Every record below should be written out exactly; pictures stay out.

----

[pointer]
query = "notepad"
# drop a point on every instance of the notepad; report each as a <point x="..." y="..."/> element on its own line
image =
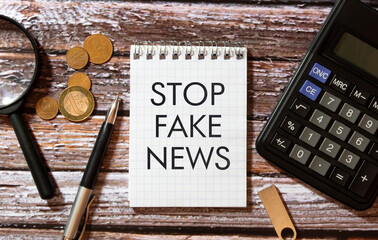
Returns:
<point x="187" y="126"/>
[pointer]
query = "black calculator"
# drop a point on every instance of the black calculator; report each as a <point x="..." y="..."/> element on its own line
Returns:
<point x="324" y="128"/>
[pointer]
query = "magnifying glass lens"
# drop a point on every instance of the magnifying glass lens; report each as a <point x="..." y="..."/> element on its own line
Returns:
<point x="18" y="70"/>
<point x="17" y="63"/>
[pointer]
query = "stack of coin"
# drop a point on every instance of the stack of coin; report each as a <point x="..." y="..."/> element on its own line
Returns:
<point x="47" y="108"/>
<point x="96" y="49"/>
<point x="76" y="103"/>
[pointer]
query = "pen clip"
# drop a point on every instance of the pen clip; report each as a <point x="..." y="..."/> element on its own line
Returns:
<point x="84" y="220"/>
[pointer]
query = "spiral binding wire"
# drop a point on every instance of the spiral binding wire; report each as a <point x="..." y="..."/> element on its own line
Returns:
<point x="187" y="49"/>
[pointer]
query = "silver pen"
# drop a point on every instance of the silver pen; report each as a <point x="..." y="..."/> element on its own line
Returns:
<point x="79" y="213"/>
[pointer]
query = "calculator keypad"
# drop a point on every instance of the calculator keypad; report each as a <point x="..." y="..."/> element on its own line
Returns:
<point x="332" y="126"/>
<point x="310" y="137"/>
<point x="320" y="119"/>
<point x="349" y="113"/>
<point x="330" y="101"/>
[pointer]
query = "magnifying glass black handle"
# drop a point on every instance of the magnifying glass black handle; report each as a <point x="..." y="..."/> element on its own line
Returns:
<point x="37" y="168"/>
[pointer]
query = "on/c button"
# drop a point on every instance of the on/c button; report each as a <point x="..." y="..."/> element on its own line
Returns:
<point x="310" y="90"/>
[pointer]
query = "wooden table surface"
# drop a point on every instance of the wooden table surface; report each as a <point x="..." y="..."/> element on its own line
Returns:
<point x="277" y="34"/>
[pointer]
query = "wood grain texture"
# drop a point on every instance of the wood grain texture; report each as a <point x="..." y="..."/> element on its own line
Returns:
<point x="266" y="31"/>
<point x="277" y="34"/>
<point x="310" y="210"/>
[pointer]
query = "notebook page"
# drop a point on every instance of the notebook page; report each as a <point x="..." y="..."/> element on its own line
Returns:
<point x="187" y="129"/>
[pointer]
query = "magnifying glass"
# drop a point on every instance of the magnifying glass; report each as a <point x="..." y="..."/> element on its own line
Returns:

----

▶ **The answer**:
[pointer]
query = "notepad"
# drop a point on every instance of the notepad; report each as a <point x="..." y="..."/> element on its own line
image =
Returns:
<point x="187" y="126"/>
[pointer]
query = "black calculator"
# drop a point on every instance of the black calculator; report each as a <point x="..." y="..."/> element on its own line
Returns:
<point x="324" y="128"/>
[pointer]
query = "magnifying glass lens"
# drop a point on every instance of the magnifying glass lens; report each as a <point x="..." y="..."/> element on its own line
Returns:
<point x="18" y="70"/>
<point x="17" y="63"/>
[pointer]
query = "stack of coin"
# drop a point on every instance of the stack of coin; report each as a <point x="..." y="..."/> element on its own line
Returns:
<point x="47" y="108"/>
<point x="96" y="49"/>
<point x="76" y="103"/>
[pointer]
query = "pen clip"
# drop a point on every instance of the pen clip; report each as a <point x="..." y="..."/> element on its own line
Returns:
<point x="84" y="220"/>
[pointer]
query = "spiral binding wire"
# drop a point on every instance of the spiral binding wire; report each as a <point x="..." y="..."/> element on its own line
Returns:
<point x="187" y="49"/>
[pointer]
query = "silver pen"
# drop a point on every instance of the silver pen; report each as a <point x="..." y="..."/> element on its own line
Returns:
<point x="79" y="213"/>
[pointer]
query = "calculator keypad"
# drop a point on every instance of the calculator keypad; report each as a <point x="..." y="..."/> element on its own line
Returns:
<point x="332" y="126"/>
<point x="310" y="137"/>
<point x="320" y="119"/>
<point x="349" y="113"/>
<point x="330" y="101"/>
[pointer]
query = "magnifying glass black handle"
# drop a point on every instance of the magnifying glass black handle; report each as a <point x="..." y="..."/> element on its own line
Returns:
<point x="37" y="168"/>
[pointer]
query = "on/c button"
# drop a point on every instance of the on/c button; report each as a <point x="..." y="..."/> element on its own line
Returns:
<point x="310" y="90"/>
[pointer]
query = "wooden table surface"
# drop a point on every instance of the wooden table surface; report each as a <point x="..." y="..."/> element on its own line
Returns:
<point x="277" y="34"/>
[pointer]
query = "wood grain texture"
# drop a point on every instance of the wood grain texture; report each as a <point x="..." y="..."/> element on its own line
Returns:
<point x="266" y="31"/>
<point x="277" y="34"/>
<point x="310" y="210"/>
[pointer]
query = "notebook page"
# drop a point on every instance of the notebook page; report each as a <point x="..." y="..."/> element on its own line
Returns:
<point x="187" y="129"/>
[pointer]
query = "magnifying glass"
# drop a point on every instance of the magnifying glass; report each as a <point x="..." y="..."/> element on its own line
Returns:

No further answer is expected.